(Annotated coordinate records)
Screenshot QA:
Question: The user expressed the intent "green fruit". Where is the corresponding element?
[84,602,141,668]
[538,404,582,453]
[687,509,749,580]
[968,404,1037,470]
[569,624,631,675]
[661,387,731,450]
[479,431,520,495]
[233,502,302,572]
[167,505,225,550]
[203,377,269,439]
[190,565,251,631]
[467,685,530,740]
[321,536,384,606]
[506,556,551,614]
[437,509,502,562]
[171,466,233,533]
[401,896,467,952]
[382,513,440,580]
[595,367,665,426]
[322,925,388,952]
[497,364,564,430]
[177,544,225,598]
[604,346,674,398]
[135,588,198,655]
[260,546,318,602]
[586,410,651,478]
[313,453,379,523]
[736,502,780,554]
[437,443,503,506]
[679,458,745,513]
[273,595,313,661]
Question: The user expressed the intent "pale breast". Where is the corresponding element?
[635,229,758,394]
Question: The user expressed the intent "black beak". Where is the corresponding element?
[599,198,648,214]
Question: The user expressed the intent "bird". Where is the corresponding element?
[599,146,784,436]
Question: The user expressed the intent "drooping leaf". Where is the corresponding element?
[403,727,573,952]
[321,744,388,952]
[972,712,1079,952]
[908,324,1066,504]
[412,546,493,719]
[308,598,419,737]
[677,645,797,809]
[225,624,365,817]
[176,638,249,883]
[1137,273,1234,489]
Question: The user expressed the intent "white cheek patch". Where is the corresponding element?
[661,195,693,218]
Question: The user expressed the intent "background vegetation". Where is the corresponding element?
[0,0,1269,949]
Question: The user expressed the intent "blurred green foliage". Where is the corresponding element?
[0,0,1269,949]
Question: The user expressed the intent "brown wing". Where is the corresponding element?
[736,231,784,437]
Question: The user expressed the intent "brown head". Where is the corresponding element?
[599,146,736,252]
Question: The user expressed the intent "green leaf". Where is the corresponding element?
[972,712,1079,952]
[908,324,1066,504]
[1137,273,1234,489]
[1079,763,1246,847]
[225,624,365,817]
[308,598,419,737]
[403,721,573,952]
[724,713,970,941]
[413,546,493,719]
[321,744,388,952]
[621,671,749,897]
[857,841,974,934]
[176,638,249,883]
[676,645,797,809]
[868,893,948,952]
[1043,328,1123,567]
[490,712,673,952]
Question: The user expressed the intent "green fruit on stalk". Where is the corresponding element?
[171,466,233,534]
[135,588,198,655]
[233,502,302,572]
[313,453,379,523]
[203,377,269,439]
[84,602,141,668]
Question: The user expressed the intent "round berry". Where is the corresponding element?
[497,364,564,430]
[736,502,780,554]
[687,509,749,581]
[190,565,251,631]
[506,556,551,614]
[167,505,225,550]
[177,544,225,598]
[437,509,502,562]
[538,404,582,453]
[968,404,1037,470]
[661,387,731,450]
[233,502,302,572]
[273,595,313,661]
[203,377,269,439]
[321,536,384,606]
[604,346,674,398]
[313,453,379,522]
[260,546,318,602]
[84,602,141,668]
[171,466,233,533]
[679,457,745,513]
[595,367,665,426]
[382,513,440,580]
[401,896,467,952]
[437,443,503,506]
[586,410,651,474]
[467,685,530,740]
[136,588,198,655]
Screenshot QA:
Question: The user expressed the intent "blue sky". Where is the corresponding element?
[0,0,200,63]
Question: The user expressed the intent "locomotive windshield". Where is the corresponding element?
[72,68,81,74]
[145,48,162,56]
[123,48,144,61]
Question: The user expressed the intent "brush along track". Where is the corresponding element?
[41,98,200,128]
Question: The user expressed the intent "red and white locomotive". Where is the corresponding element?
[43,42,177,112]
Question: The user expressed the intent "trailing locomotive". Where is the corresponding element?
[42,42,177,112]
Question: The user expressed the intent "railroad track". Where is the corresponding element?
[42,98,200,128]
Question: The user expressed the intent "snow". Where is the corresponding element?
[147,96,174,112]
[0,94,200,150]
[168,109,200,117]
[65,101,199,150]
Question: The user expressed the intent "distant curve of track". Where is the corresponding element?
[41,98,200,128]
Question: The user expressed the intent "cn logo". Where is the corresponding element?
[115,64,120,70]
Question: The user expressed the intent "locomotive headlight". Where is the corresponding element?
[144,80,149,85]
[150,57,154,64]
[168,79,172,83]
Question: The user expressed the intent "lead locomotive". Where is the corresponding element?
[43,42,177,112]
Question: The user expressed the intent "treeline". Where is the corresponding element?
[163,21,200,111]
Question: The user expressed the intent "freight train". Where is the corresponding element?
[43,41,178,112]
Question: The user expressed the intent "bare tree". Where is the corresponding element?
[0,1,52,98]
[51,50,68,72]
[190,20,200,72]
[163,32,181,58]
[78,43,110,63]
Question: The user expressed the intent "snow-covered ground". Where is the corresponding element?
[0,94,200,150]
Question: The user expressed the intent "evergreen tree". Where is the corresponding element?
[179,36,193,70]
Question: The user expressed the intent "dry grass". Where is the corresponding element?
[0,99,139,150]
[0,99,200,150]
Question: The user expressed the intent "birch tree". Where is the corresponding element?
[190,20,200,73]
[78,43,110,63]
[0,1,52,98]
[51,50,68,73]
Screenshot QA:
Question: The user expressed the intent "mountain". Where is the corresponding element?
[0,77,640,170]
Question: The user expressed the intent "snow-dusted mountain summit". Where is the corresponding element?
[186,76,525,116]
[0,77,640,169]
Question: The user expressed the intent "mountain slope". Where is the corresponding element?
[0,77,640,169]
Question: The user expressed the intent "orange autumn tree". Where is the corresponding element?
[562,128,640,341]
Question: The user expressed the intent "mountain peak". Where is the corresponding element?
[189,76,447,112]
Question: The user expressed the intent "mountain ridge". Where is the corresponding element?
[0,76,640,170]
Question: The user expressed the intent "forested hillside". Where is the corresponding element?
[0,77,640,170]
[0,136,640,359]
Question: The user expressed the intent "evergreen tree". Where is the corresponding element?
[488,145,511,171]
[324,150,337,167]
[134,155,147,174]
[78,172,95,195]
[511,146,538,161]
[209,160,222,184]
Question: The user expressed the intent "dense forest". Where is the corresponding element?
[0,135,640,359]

What the task requires:
Turn the records above, from their first line through the line containing "[599,146,736,252]", into a JSON list of strings with one string per line. Leave out any blank lines.

Response for this exercise:
[
  "Screenshot QA:",
  "Question: The user expressed the intent \"green fruit\". Where is the corresponding element?",
  "[84,602,141,668]",
  "[538,404,582,453]",
  "[687,509,749,580]",
  "[968,404,1037,470]",
  "[569,624,631,675]",
  "[661,387,731,450]",
  "[479,431,520,495]",
  "[233,502,302,572]",
  "[167,505,225,550]",
  "[203,377,269,439]",
  "[190,565,251,631]",
  "[467,685,530,740]",
  "[321,536,384,606]",
  "[506,556,551,614]",
  "[437,509,502,562]",
  "[171,466,233,533]",
  "[401,896,467,952]",
  "[382,513,440,580]",
  "[595,367,665,426]",
  "[322,925,388,952]",
  "[497,364,564,430]",
  "[177,544,225,598]",
  "[604,346,674,398]",
  "[135,588,198,655]",
  "[260,546,318,602]",
  "[586,410,651,478]",
  "[313,453,379,523]",
  "[736,502,780,554]",
  "[437,443,503,506]",
  "[679,458,745,513]",
  "[273,595,313,661]",
  "Question: The user expressed the intent \"pale breast\". Where is the corresponding element?",
  "[635,229,758,394]",
  "Question: The user expressed the intent \"black beak\". Where is the corresponding element?",
  "[599,198,648,214]",
  "Question: The user expressed the intent \"bird\". Where is the corresponding element?",
  "[599,146,784,436]",
  "Question: The user expressed the intent \"drooping leaf\". Where is the corresponding element?",
  "[403,727,573,952]",
  "[321,744,388,952]",
  "[972,712,1079,952]",
  "[908,324,1066,504]",
  "[412,546,493,719]",
  "[308,598,419,737]",
  "[677,645,797,809]",
  "[225,624,365,817]",
  "[176,638,249,883]",
  "[1137,273,1234,489]",
  "Question: The user expressed the intent \"white cheek patch\". Where is the corresponding element?",
  "[661,195,693,218]",
  "Question: The user expressed the intent \"background vegetation\". Where is the corresponding element?",
  "[0,0,1269,949]",
  "Question: The user expressed the intent \"blurred green foliage\". Where is the corresponding element?",
  "[0,0,1269,949]",
  "Question: The user expressed the intent \"brown wing\". Where is the corresponding element?",
  "[736,231,784,437]",
  "Question: The user expressed the intent \"brown head\". Where is the corresponding element?",
  "[599,146,736,252]"
]